[Begin Provided passage]

The question is, should I use ami-version 3.3 or should I use the latest ami-version. I want to use emr-4.0.0 release label as it provides spark 1.4.1 but it provides Hadoop 2.6.0 where as I want to use 2.4.0

from emr-bootstrap-actions.

christopherbozeman avatar christopherbozeman commented on May 26, 2024

@Sazpaimon I dug into your comment on #142 (comment) and determined that christopherbozeman/spark@316b2e0 is a NOOP (the underlying RDD interaction with Hadoop output format takes care of the S3 direct write). What performs the magic for not creating extra temporary paths when writing to S3 is the code that EMR added to Hive which gets included by the Spark BA installed when -h option is supplied. This is what is missing from EMR release 4.0.0. Also, Spark 1.4 only supports up to Hive 0.13 (https://issues.apache.org/jira/browse/SPARK-8065) the native Spark in EMR release 4.0.0 cannot just use the Hive 1.0 jars in order to fix the issue. I'll report this issue internally with the development team so it is resolved in a future EMR release. At this time, the ugly workaround would be to take the Hive jars from EMR AMI 3.x with Hive 0.13 that is pruned for Spark (~spark/classpath/hive/*), copy to master of a EMR 4.0.0 cluster and then append the jars to the Spark classpath.

from emr-bootstrap-actions.

christopherbozeman avatar christopherbozeman commented on May 26, 2024

@rajatdt - why are you avoiding Hadoop 2.6.0?

from emr-bootstrap-actions.

rajatdt avatar rajatdt commented on May 26, 2024

Hi ,

Can you please specify the comment that i have made on this issue. I think that you have the wrong guy here.

Regards

Rajat Dikshit

Sent by Outlook for Android

On Tue, Sep 8, 2015 at 3:42 PM -0700, "Christopher Bozeman" [email protected] wrote:

@rajatdt - why are you avoiding Hadoop 2.6.0?


Reply to this email directly or view it on GitHub.

from emr-bootstrap-actions.

christopherbozeman avatar christopherbozeman commented on May 26, 2024

@rajatdt - in reference to #142 (comment). Why are you needing to use Hadoop 2.4.0?

from emr-bootstrap-actions.

rajatdt avatar rajatdt commented on May 26, 2024

I was trying to work on a project with outdated instructions. So i started working and i lost track of the updated versions.

Sent by Outlook for Android

On Tue, Sep 8, 2015 at 4:20 PM -0700, "Christopher Bozeman" [email protected] wrote:

@rajatdt - in reference to #142 (comment). Why are you needing to use Hadoop 2.4.0?


Reply to this email directly or view it on GitHub.

from emr-bootstrap-actions.

[End Provided passage]
[Begin Dataset content]

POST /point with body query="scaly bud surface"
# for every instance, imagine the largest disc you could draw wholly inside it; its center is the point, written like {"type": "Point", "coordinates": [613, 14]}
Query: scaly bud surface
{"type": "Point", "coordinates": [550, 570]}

[End Dataset content]

Task statement :: For each statement, say yes or no on whether it agrees with the EMR thread, and quote the words from the thread that decide it. 1. Spark 1.4 supports Hive only up to version 0.13. 2. The emr-4.0.0 release label provides Hadoop 2.4.0. 3. The commit christopherbozeman/spark@316b2e0 is what stops extra temporary paths from being created when writing to S3.

Written answer ::
1. Yes: "Spark 1.4 only supports up to Hive 0.13"
2. No: "it provides Hadoop 2.6.0 where as I want to use 2.4.0"
3. No: "christopherbozeman/spark@316b2e0 is a NOOP"